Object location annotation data
──────

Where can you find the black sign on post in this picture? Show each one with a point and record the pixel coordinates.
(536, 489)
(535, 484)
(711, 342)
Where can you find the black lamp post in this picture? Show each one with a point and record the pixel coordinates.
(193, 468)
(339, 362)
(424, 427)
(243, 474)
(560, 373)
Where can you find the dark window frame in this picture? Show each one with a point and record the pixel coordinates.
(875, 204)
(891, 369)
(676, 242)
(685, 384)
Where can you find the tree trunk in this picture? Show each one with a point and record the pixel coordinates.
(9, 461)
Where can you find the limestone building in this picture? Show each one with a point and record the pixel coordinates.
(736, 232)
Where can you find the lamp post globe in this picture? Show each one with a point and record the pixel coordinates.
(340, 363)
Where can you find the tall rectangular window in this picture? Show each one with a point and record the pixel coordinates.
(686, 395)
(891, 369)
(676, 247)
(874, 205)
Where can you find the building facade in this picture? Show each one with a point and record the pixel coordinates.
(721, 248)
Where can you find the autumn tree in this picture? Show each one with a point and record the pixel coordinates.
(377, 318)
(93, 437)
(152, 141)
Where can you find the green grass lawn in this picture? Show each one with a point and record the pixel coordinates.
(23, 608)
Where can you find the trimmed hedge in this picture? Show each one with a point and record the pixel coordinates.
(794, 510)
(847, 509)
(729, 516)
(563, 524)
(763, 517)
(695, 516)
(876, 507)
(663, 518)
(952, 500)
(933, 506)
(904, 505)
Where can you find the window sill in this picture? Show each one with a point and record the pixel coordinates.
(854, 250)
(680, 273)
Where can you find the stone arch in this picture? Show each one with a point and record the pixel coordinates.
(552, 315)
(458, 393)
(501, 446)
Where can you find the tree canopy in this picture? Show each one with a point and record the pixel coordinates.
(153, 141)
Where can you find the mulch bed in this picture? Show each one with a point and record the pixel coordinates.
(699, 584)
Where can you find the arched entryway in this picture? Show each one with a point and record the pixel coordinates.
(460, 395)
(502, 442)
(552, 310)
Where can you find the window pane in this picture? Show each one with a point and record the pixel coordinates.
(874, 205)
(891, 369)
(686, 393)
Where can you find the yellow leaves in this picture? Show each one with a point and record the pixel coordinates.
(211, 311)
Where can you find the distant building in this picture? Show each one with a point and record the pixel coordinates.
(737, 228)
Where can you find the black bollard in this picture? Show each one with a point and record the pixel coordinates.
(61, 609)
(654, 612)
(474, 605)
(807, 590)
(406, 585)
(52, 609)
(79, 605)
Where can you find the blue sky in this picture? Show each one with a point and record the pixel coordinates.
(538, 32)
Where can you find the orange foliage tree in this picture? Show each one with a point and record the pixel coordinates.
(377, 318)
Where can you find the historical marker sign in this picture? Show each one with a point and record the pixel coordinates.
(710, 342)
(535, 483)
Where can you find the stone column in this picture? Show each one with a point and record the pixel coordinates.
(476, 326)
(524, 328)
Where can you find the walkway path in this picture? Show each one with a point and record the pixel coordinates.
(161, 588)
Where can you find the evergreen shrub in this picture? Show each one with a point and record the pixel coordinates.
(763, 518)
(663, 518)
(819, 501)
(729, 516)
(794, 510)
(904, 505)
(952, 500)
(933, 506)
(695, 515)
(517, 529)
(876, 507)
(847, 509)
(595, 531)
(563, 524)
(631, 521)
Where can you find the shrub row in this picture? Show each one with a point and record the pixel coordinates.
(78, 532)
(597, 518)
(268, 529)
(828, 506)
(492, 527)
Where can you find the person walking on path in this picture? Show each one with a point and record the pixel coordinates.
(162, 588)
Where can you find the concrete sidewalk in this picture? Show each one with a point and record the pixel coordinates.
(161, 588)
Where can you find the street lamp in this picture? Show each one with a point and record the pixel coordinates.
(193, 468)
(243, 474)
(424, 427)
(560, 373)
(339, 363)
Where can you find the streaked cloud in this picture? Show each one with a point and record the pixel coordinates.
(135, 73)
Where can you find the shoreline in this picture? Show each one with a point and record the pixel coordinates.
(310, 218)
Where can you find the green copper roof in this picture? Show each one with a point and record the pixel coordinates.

──────

Copy all of the data above line for line, without changing anything.

Where can you find the black sign on post in this picture? Show each one with a point and record the pixel coordinates.
(536, 489)
(535, 484)
(711, 342)
Where can you find the black lamp post in this picture? Show each one with a point and record the pixel coordinates.
(193, 468)
(339, 362)
(424, 427)
(243, 474)
(560, 373)
Where can you find the dark window frame in this picture? Show each one with a point and record the pixel coordinates.
(875, 204)
(891, 369)
(676, 242)
(685, 384)
Where can you find the tree trunk in this picture? Show each one with a point and record the pixel coordinates.
(9, 461)
Where can you find the limestone building in this picture? Show each one with a point and record the pixel coordinates.
(736, 232)
Where can you find the lamp post globe in this picture? Show each one with a point and record the pixel coordinates.
(340, 363)
Where can you find the tall rectangular window in this picture? Show each one with a point and record the pixel coordinates.
(686, 395)
(891, 369)
(676, 247)
(874, 205)
Where can you find the building facade in this picture? Show each one with a point and record the pixel coordinates.
(721, 248)
Where can you find the autumn tree in this picture? Show each one with a point and record the pixel coordinates.
(377, 318)
(93, 437)
(152, 141)
Where can you find the green grass lawn in this picture? Show each one with a point and record the pixel coordinates.
(23, 608)
Where can you find the trimmed hedge in this picture? Show each one with a point and record the pixel coordinates.
(794, 510)
(847, 509)
(729, 516)
(563, 524)
(763, 517)
(695, 516)
(876, 507)
(663, 518)
(952, 500)
(933, 506)
(904, 505)
Where can you find the window sill in this picture? Show each one with a point and record the pixel coordinates.
(854, 250)
(680, 273)
Where can you find the stone arch in this picture? Show each one with a point and record the pixel coordinates.
(552, 315)
(458, 393)
(501, 446)
Where can you find the tree canopy in this picture? Show each one with a point and record the pixel coordinates.
(153, 141)
Where can you find the mulch bed in this picture? Show each one with a point and record the pixel coordinates.
(699, 584)
Where can you find the arched entryway in this picture? Show each one with a point and record the pixel coordinates.
(460, 395)
(502, 442)
(552, 310)
Where can you find the window pane in this picture? Show each one with a point and record the pixel coordinates.
(874, 205)
(891, 369)
(686, 393)
Where can you find the yellow leaves in this picture? Show each one with a point and record the pixel coordinates.
(211, 311)
Where can you find the distant building in this picture? Show each one with a point and record the pixel coordinates.
(737, 228)
Where can you find the black bollard in this picture? Show each one with a point and record the pixel coordinates.
(61, 609)
(654, 612)
(474, 605)
(807, 590)
(406, 585)
(52, 609)
(79, 605)
Where can you find the blue sky in this picture? Show each one with a point and record the pixel coordinates.
(538, 32)
Where can you find the orange foliage tree in this picture? Show each one with a point and record the pixel coordinates.
(377, 318)
Where can you find the historical marker sign in this picture? Show each one with a point and record the pixel coordinates.
(710, 342)
(535, 483)
Where can you find the stone column in this picture? Show each one with a point and record the pixel coordinates.
(476, 326)
(524, 328)
Where can you find the walkway path in this picture? Show each one with a point and record the pixel coordinates.
(161, 588)
Where can you find the evergreen shrub in this picture? Show each one with a point and record the pixel coordinates.
(763, 518)
(663, 518)
(819, 501)
(729, 516)
(794, 510)
(904, 505)
(952, 500)
(933, 506)
(695, 515)
(517, 529)
(876, 507)
(847, 509)
(595, 531)
(563, 524)
(631, 521)
Where can you find the shrub row in this picture? Show each one with a point and record the pixel coordinates.
(78, 532)
(597, 518)
(268, 529)
(828, 506)
(492, 527)
Where can you find the person walking on path in this picture? Show each one with a point and record the pixel coordinates.
(162, 588)
Where can you find the concrete sidewalk in this picture? Show each one with a point and record the pixel coordinates.
(161, 588)
Where can you find the street lamp in this picture? Show each one with a point and record the pixel coordinates.
(193, 468)
(243, 474)
(424, 427)
(560, 373)
(339, 363)
Where can you find the streaked cloud in this picture? Show each one with a point and record the pixel coordinates.
(135, 73)
Where can you find the shoreline in this picture? Show each one with a point and record the pixel coordinates.
(310, 218)
Where can you find the green copper roof in this picture? Show each one with a point and record the pixel coordinates.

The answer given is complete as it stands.